=== Given passage ===
──────────

I pulled myself to my knees and slid to the back of the boat to inspected the motor and actuated all of the valves then went through the starting sequence.
The engine started in one pull. Remember, it was at full throttle when it died and still in gear so the bow of the boat shot in the air and all the water came aft.
Okay, in that instant I came so close to flipping over the transom and watching the little boat drive away from me as I floundered fully clothed I actually lost track of why it didn’t happen.
The reason it didn’t happen: the seat had gotten wedged under my foot and held me in place so I couldn’t fall out. That fucking seat that started the whole chain of events in the first place saved my life!
I situated myself midships in the dink and was back at S/V S.N. Cetacea within fifteen minutes.
The one smart thing I did before I went on my failed Storm Trooper helmet hunting expedition that nearly killed me was leave my backpack with my phone and a nice dry towel in it back at Cetacea.
For almost an hour after I dried myself off I sat in the cockpit of Cetacea replaying the Descension of Events, one by one, in my head.
Of course I never should have gone after that stupid fucking cover! But there’s a greater lesson here, right?!

──────────

=== Data records ===
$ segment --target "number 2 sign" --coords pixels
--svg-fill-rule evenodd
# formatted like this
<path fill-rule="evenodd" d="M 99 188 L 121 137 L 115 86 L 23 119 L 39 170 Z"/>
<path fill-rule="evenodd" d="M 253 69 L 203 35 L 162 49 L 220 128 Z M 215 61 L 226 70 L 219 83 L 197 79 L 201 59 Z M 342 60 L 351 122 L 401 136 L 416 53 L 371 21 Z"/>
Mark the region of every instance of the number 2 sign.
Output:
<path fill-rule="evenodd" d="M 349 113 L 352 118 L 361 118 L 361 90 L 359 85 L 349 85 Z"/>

──────────

=== Exercises ===
**1)** In the boat story, what kept the narrator from falling out of the boat?
**2)** From the boat story, return the text that begins at the words "The reason it" and stops after "in my head.".

=== The replies ===
**1)** The seat had gotten wedged under the narrator's foot and held them in place.

**2)**
The reason it didn’t happen: the seat had gotten wedged under my foot and held me in place so I couldn’t fall out. That fucking seat that started the whole chain of events in the first place saved my life!
I situated myself midships in the dink and was back at S/V S.N. Cetacea within fifteen minutes.
The one smart thing I did before I went on my failed Storm Trooper helmet hunting expedition that nearly killed me was leave my backpack with my phone and a nice dry towel in it back at Cetacea.
For almost an hour after I dried myself off I sat in the cockpit of Cetacea replaying the Descension of Events, one by one, in my head.